EXERCISE AIM: Locate each line in the entries below that contains the word "white" and copy every such line.

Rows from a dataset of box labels
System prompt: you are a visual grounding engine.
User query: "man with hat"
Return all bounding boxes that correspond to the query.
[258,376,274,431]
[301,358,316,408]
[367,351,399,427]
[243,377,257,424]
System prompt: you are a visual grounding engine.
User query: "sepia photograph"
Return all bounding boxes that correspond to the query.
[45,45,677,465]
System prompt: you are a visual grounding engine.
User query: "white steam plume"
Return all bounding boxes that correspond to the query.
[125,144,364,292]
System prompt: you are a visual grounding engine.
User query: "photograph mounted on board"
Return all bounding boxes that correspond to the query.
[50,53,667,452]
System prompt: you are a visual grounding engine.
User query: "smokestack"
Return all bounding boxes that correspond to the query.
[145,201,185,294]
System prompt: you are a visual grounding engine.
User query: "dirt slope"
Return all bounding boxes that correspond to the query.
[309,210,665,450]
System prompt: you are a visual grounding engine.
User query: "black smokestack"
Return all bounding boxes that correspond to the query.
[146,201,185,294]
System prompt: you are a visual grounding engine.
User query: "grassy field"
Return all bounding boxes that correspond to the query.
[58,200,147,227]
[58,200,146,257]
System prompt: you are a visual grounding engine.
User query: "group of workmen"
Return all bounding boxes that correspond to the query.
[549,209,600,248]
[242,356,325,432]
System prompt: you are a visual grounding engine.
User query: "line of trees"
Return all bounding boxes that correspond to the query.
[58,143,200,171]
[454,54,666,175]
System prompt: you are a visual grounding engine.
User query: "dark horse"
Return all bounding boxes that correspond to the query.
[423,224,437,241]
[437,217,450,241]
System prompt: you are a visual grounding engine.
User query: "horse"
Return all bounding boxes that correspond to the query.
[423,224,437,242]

...

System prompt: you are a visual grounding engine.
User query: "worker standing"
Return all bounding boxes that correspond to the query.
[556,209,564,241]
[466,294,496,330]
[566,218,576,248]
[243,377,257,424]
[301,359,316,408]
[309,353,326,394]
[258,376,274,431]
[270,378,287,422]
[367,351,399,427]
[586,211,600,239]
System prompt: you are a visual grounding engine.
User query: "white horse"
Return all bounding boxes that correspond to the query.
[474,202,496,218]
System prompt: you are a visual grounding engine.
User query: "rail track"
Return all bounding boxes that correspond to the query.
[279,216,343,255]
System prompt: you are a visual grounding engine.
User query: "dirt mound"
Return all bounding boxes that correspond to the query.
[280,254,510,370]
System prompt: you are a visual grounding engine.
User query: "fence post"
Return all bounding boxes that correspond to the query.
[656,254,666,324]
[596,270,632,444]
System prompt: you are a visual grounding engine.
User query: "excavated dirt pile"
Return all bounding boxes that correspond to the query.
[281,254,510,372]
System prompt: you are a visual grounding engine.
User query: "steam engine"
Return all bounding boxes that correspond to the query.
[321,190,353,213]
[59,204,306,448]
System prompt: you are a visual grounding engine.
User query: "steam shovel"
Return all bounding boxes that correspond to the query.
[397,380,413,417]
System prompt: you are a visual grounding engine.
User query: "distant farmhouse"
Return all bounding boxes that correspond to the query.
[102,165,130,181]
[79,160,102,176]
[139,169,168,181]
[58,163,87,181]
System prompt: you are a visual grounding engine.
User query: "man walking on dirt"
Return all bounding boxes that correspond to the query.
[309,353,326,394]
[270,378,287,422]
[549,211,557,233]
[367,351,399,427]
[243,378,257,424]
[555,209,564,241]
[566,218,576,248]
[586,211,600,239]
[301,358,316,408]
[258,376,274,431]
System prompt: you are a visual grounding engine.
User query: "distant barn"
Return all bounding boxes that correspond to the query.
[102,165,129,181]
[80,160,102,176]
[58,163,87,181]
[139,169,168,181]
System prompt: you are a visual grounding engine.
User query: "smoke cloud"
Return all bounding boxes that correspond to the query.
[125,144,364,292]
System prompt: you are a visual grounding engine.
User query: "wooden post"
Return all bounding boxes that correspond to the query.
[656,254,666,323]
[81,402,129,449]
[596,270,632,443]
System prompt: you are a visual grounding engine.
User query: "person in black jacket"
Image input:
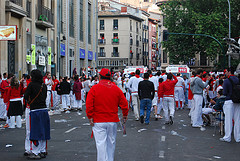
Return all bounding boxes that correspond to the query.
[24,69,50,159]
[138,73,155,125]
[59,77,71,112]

WRITTEN REPLY:
User query: "white steam plume"
User query: "white horse"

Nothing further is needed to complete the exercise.